### WHAT TO PRODUCE
Copy the entries that follow, exactly and completely.

### DATA FOR REVIEW

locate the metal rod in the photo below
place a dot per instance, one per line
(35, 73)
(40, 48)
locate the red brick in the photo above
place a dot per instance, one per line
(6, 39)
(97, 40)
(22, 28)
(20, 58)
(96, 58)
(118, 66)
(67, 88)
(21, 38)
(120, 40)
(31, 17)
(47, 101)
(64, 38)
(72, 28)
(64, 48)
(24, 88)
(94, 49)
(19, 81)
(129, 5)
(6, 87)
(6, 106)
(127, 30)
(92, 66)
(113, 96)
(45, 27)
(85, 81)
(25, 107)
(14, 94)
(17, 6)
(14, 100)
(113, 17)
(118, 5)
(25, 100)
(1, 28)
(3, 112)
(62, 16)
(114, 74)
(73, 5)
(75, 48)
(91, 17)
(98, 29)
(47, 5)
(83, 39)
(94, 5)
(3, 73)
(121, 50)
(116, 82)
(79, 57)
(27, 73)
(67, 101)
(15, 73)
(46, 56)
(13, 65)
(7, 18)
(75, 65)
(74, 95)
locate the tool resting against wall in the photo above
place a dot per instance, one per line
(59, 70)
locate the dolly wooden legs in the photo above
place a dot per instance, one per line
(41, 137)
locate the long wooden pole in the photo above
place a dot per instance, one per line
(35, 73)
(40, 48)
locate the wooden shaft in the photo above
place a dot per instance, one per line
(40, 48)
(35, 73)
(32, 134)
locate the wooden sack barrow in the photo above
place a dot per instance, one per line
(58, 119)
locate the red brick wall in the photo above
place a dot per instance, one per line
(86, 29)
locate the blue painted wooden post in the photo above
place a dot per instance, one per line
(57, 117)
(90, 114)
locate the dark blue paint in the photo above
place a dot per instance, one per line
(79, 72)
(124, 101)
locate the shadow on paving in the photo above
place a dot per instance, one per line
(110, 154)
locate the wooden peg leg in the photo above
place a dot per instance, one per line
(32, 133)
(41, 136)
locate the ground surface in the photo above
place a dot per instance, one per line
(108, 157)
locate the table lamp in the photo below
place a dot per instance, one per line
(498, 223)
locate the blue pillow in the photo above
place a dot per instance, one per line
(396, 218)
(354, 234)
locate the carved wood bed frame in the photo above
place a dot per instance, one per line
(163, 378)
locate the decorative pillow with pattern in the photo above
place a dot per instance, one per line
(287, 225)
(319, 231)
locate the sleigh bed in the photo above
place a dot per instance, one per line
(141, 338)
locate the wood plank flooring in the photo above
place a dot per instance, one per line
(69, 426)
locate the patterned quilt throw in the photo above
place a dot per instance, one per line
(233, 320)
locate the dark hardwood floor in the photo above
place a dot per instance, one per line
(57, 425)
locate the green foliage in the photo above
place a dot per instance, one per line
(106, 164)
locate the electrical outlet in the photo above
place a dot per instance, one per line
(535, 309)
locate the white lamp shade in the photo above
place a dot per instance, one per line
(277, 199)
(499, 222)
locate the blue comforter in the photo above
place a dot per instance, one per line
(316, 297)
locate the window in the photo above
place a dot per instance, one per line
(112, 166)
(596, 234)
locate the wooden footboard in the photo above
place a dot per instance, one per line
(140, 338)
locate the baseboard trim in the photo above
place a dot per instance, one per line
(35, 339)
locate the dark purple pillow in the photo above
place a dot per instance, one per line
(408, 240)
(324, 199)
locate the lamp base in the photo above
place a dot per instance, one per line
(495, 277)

### EXPECTED ANSWER
locate the metal rod in the photo below
place a dot per instance, one per line
(35, 73)
(40, 48)
locate the red brick in the photo above
place a dot per instance, one per line
(6, 39)
(97, 40)
(22, 28)
(20, 58)
(96, 58)
(118, 66)
(67, 88)
(21, 38)
(120, 40)
(31, 17)
(47, 101)
(64, 38)
(72, 28)
(64, 48)
(24, 88)
(94, 49)
(19, 81)
(129, 5)
(6, 87)
(6, 106)
(127, 30)
(92, 66)
(113, 96)
(45, 27)
(85, 81)
(25, 107)
(14, 94)
(17, 6)
(14, 100)
(113, 17)
(118, 5)
(25, 100)
(1, 28)
(3, 112)
(62, 16)
(114, 74)
(73, 5)
(75, 48)
(91, 17)
(98, 29)
(47, 5)
(83, 39)
(94, 5)
(3, 73)
(121, 50)
(116, 82)
(79, 57)
(27, 73)
(67, 101)
(15, 73)
(46, 56)
(13, 65)
(7, 18)
(75, 65)
(74, 95)
locate the tool resting against wall in the photo above
place a dot per instance, one per line
(59, 70)
locate the dolly wooden legs in the photo above
place a dot per instance, one per line
(41, 137)
locate the long wooden pole in the photo above
place a dot per instance, one per line
(35, 73)
(40, 48)
locate the wooden shaft in the photo above
place a dot per instance, one per line
(40, 48)
(35, 73)
(32, 134)
locate the wooden sack barrow in the photo above
place a dot per instance, one per line
(58, 119)
locate the red brick wall in the photo above
place a dot per instance, one per line
(86, 29)
locate the blue painted wooden post in the photo above
place a dot per instance, one per line
(57, 117)
(90, 114)
locate the dark blue paint in the photo above
place a dot per instance, one per line
(79, 72)
(124, 101)
locate the shadow on paving in the photo above
place a dot per instance, one per line
(110, 154)
locate the wooden peg leg in the photo above
place a dot per instance, one per line
(32, 133)
(41, 136)
locate the ground surface in the photo above
place a dot per instance, one per line
(108, 157)
locate the table lamp in the photo below
place a dot per instance, one per line
(498, 223)
locate the blue pillow in the photo above
place a dot per instance, one per line
(396, 218)
(354, 234)
locate the carved wood bed frame in the photo above
place a dot per instance, one per line
(163, 378)
locate the decorative pillow with pattern in the photo above
place a dot per instance, one per line
(287, 225)
(319, 231)
locate the sleigh bed in the photo above
place a dot per instance, one per line
(141, 338)
locate the wood plank flooring in the photo above
place a dot per instance, one per line
(69, 426)
locate the patterned quilt throw in the photo above
place a dot per instance, one per line
(233, 320)
locate the dark hardwood floor in the photo above
place a dot per instance, one per line
(57, 425)
locate the green foliage in the photo above
place a dot per instance, one per line
(106, 164)
locate the electrical outlet in the photo above
place a dot per instance, one per line
(535, 309)
locate the white lamp shade in the photo above
place a dot per instance, one per line
(277, 199)
(499, 222)
locate the blue comforter in the photo above
place a dot per instance, one per line
(316, 297)
locate the window in the photo above
place a dot per instance, one per line
(112, 166)
(596, 234)
locate the wooden footboard in the photo above
place a dot per instance, one per line
(140, 338)
locate the baseboard trim in the photo above
place a dot per instance, one per line
(35, 339)
locate the dark purple pillow in the photo above
place a dot per instance, one per line
(408, 240)
(324, 199)
locate the lamp base in the photo above
place a dot per instance, one per line
(495, 277)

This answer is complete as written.